> Задание: Верните каждую строку записей, содержащую строку «window», с учетом регистра букв.

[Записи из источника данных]
=====

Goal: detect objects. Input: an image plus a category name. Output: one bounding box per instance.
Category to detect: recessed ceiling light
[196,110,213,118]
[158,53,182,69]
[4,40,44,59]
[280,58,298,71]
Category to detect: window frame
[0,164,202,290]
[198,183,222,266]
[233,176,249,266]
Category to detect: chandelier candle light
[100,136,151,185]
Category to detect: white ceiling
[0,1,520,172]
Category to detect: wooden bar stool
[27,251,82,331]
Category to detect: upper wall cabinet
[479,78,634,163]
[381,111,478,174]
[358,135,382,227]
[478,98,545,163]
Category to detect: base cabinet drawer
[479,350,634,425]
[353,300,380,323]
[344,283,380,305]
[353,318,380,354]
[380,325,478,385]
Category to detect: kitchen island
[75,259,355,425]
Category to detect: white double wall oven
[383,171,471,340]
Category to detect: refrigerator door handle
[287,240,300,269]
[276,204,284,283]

=====

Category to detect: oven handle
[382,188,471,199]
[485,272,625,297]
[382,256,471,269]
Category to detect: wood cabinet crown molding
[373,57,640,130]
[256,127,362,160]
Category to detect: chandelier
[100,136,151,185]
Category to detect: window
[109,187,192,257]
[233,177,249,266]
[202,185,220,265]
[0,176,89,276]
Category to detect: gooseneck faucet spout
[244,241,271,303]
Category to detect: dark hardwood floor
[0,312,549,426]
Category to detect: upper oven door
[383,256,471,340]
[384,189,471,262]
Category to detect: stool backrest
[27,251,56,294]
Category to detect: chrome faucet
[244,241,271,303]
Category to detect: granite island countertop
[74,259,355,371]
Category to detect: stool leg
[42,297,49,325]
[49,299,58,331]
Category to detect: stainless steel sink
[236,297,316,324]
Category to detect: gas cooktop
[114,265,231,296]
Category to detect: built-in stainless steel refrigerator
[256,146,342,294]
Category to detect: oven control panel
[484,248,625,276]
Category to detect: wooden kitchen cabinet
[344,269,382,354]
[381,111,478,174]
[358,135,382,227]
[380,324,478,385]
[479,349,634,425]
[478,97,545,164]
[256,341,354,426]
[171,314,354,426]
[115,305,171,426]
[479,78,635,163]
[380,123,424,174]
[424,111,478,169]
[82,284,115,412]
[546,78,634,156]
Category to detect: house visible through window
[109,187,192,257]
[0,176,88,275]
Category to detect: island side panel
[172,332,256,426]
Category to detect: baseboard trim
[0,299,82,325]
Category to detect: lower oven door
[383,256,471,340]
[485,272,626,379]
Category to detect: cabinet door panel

=====

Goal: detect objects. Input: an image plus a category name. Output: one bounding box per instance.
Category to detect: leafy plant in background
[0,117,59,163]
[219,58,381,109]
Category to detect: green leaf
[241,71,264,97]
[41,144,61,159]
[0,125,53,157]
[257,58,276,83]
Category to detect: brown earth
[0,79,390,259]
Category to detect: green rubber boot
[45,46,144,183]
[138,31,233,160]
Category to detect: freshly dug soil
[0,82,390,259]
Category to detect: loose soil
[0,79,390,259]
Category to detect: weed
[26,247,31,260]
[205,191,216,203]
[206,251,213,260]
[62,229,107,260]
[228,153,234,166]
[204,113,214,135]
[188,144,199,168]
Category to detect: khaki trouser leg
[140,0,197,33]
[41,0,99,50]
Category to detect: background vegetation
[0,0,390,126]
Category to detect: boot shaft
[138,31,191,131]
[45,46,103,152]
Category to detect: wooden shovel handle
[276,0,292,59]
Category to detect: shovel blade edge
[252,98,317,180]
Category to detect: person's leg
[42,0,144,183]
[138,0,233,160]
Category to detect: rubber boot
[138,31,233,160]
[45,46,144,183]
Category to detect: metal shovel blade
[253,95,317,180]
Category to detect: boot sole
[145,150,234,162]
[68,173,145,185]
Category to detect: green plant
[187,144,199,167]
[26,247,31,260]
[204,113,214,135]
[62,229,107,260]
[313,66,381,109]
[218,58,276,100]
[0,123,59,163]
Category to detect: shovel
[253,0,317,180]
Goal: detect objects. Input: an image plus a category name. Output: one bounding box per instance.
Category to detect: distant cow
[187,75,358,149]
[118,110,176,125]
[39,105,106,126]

=====

> Решение задания:
Category to detect: window frame
Category to detect: window
Category to detect: house visible through window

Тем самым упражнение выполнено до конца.